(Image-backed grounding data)
----

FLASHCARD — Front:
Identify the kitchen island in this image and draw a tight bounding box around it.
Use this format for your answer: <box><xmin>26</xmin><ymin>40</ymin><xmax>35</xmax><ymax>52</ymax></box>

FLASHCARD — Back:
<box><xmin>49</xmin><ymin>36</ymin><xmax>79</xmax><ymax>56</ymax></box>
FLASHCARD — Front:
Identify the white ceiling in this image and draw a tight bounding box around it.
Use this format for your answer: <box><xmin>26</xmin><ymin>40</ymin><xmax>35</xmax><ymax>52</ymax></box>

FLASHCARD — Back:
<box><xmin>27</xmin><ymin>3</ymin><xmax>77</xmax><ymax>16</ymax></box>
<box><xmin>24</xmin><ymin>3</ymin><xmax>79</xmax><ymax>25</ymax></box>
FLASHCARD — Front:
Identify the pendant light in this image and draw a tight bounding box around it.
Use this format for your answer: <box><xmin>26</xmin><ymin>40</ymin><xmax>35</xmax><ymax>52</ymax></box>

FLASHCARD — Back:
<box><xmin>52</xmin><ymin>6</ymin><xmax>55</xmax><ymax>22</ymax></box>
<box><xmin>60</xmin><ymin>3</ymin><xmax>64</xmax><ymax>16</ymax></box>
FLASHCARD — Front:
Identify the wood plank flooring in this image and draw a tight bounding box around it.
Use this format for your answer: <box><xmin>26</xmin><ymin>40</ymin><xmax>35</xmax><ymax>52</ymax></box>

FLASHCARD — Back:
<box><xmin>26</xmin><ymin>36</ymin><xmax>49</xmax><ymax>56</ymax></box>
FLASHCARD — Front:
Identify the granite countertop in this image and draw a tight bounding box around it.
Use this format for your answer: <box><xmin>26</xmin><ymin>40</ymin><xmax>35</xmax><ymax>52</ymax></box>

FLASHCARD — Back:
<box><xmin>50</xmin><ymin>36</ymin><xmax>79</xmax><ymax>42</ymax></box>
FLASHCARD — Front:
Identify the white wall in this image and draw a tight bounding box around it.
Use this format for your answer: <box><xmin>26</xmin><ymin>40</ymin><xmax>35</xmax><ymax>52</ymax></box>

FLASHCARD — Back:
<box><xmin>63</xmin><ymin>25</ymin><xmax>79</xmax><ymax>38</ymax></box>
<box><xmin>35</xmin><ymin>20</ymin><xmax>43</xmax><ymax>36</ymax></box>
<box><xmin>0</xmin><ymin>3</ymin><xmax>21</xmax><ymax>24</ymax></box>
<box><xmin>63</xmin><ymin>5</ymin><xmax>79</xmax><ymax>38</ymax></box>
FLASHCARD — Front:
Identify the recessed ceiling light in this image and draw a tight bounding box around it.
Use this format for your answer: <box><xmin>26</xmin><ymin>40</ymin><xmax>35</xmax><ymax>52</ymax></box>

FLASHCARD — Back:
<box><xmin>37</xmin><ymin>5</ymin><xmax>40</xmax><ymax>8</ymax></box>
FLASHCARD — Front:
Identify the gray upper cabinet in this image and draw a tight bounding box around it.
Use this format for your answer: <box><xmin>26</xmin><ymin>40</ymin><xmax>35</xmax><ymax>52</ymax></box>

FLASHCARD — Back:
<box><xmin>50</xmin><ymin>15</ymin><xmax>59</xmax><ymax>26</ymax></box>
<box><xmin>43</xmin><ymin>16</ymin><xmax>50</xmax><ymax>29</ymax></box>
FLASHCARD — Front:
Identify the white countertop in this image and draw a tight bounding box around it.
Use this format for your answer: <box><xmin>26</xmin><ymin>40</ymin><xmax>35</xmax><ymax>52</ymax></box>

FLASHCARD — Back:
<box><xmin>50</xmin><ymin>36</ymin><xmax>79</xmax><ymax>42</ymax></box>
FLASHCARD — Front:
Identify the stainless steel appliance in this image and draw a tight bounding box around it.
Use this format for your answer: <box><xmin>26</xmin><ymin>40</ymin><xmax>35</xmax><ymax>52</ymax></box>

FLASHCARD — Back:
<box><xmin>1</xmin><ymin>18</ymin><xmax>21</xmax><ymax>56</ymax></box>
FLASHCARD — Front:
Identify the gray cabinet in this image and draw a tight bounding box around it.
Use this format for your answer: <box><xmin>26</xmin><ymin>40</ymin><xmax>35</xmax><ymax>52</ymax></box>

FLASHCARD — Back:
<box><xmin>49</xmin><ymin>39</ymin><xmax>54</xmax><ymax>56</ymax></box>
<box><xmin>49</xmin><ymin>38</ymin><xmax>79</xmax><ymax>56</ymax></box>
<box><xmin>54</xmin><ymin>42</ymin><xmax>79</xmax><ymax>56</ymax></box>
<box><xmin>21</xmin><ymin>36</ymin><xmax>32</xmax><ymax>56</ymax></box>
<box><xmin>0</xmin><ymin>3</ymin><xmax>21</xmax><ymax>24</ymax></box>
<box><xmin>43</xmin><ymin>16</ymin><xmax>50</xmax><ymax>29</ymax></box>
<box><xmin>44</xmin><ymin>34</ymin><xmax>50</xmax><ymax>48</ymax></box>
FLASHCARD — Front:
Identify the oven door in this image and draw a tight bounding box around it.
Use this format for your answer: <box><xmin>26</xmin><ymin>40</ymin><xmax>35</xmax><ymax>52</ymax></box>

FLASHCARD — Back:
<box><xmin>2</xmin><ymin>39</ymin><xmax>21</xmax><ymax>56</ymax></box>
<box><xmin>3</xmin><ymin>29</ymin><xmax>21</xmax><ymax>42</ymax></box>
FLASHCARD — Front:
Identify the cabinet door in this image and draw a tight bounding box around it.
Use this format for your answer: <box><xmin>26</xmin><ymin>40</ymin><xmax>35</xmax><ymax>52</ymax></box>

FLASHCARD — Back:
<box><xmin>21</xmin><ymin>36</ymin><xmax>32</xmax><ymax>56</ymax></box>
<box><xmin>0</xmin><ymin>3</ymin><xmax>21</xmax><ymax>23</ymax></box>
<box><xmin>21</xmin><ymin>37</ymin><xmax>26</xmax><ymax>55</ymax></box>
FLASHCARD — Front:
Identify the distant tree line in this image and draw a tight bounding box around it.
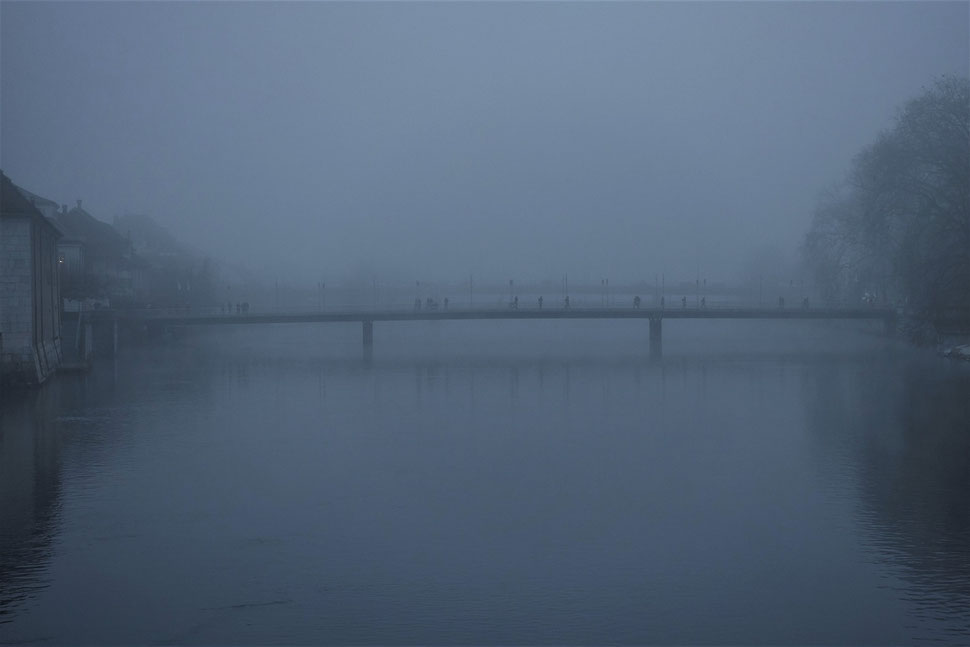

----

→ **Activity**: Give the records again exactly as they stand, so that only the pictures are missing.

→ **Task result**:
FLASHCARD — Front:
Identify the kitchen island in this image and draw a tight bounding box around it.
Use this format for your answer: <box><xmin>26</xmin><ymin>40</ymin><xmax>35</xmax><ymax>52</ymax></box>

FLASHCARD — Back:
<box><xmin>49</xmin><ymin>36</ymin><xmax>79</xmax><ymax>56</ymax></box>
FLASHCARD — Front:
Identify the white ceiling in this image and draw a tight bounding box around it.
Use this format for your answer: <box><xmin>26</xmin><ymin>40</ymin><xmax>35</xmax><ymax>52</ymax></box>

FLASHCARD — Back:
<box><xmin>27</xmin><ymin>3</ymin><xmax>77</xmax><ymax>16</ymax></box>
<box><xmin>24</xmin><ymin>3</ymin><xmax>79</xmax><ymax>25</ymax></box>
FLASHCARD — Front:
Identify the pendant light in this image and draw a tight bounding box around it.
Use this format for your answer: <box><xmin>26</xmin><ymin>40</ymin><xmax>35</xmax><ymax>52</ymax></box>

FLASHCARD — Back:
<box><xmin>52</xmin><ymin>6</ymin><xmax>55</xmax><ymax>22</ymax></box>
<box><xmin>60</xmin><ymin>3</ymin><xmax>64</xmax><ymax>16</ymax></box>
FLASHCARD — Front:
Identify the wood plank flooring in this image and draw a tight bounding box around it.
Use this format for your answer: <box><xmin>26</xmin><ymin>40</ymin><xmax>35</xmax><ymax>52</ymax></box>

FLASHCARD — Back:
<box><xmin>26</xmin><ymin>36</ymin><xmax>49</xmax><ymax>56</ymax></box>
FLASHCARD — Front:
Identify the granite countertop in this image and draw a tight bounding box around it.
Use this format for your answer: <box><xmin>26</xmin><ymin>40</ymin><xmax>35</xmax><ymax>52</ymax></box>

FLASHCARD — Back:
<box><xmin>50</xmin><ymin>36</ymin><xmax>79</xmax><ymax>42</ymax></box>
FLASHCARD — Front:
Identify the white wall in this image and draw a tight bounding box around it.
Use this format for your answer: <box><xmin>26</xmin><ymin>40</ymin><xmax>35</xmax><ymax>52</ymax></box>

FLASHCARD — Back:
<box><xmin>63</xmin><ymin>25</ymin><xmax>79</xmax><ymax>38</ymax></box>
<box><xmin>35</xmin><ymin>20</ymin><xmax>43</xmax><ymax>36</ymax></box>
<box><xmin>0</xmin><ymin>3</ymin><xmax>21</xmax><ymax>24</ymax></box>
<box><xmin>63</xmin><ymin>5</ymin><xmax>79</xmax><ymax>38</ymax></box>
FLASHCARD — Front:
Identify the recessed ceiling light in this image and draw a tight bounding box around it.
Use this format for your answer: <box><xmin>26</xmin><ymin>40</ymin><xmax>35</xmax><ymax>52</ymax></box>

FLASHCARD — Back:
<box><xmin>37</xmin><ymin>5</ymin><xmax>40</xmax><ymax>8</ymax></box>
FLASHCARD — Front:
Identify the gray upper cabinet in this image and draw a tight bounding box around it.
Use this format for your answer: <box><xmin>26</xmin><ymin>40</ymin><xmax>35</xmax><ymax>52</ymax></box>

FLASHCARD — Back:
<box><xmin>50</xmin><ymin>15</ymin><xmax>59</xmax><ymax>26</ymax></box>
<box><xmin>43</xmin><ymin>16</ymin><xmax>50</xmax><ymax>29</ymax></box>
FLASHCARD — Front:
Identify the white countertop in this image and draw a tight bounding box around it.
Use this format for your answer: <box><xmin>26</xmin><ymin>40</ymin><xmax>35</xmax><ymax>52</ymax></box>

FLASHCARD — Back:
<box><xmin>50</xmin><ymin>36</ymin><xmax>79</xmax><ymax>42</ymax></box>
FLASHCARD — Front:
Identify the stainless steel appliance in this image and draw a tight bounding box around it.
Use this format for your answer: <box><xmin>26</xmin><ymin>40</ymin><xmax>35</xmax><ymax>52</ymax></box>

FLASHCARD — Back:
<box><xmin>1</xmin><ymin>18</ymin><xmax>21</xmax><ymax>56</ymax></box>
FLASHCARD — Front:
Identify the gray cabinet in this image and draw a tight bounding box around it.
Use this format for your answer: <box><xmin>26</xmin><ymin>40</ymin><xmax>35</xmax><ymax>52</ymax></box>

FLASHCARD — Back:
<box><xmin>49</xmin><ymin>39</ymin><xmax>54</xmax><ymax>56</ymax></box>
<box><xmin>49</xmin><ymin>38</ymin><xmax>79</xmax><ymax>56</ymax></box>
<box><xmin>54</xmin><ymin>42</ymin><xmax>79</xmax><ymax>56</ymax></box>
<box><xmin>21</xmin><ymin>36</ymin><xmax>32</xmax><ymax>56</ymax></box>
<box><xmin>0</xmin><ymin>3</ymin><xmax>21</xmax><ymax>24</ymax></box>
<box><xmin>43</xmin><ymin>16</ymin><xmax>50</xmax><ymax>29</ymax></box>
<box><xmin>44</xmin><ymin>34</ymin><xmax>50</xmax><ymax>48</ymax></box>
FLASHCARD — Front:
Identify the oven door in this image and draw a tight bounding box around it.
Use this format for your answer: <box><xmin>26</xmin><ymin>40</ymin><xmax>35</xmax><ymax>52</ymax></box>

FLASHCARD — Back:
<box><xmin>2</xmin><ymin>39</ymin><xmax>21</xmax><ymax>56</ymax></box>
<box><xmin>3</xmin><ymin>29</ymin><xmax>21</xmax><ymax>42</ymax></box>
FLASHCARD — Front:
Identify the cabinet door in this image and draw a tight bounding box around it.
Use this format for your answer: <box><xmin>26</xmin><ymin>40</ymin><xmax>35</xmax><ymax>52</ymax></box>

FLASHCARD — Back:
<box><xmin>21</xmin><ymin>36</ymin><xmax>32</xmax><ymax>56</ymax></box>
<box><xmin>0</xmin><ymin>3</ymin><xmax>21</xmax><ymax>23</ymax></box>
<box><xmin>21</xmin><ymin>37</ymin><xmax>26</xmax><ymax>55</ymax></box>
FLASHCARD — Front:
Identify the distant tree line in this image and draw a tight bounding box around it.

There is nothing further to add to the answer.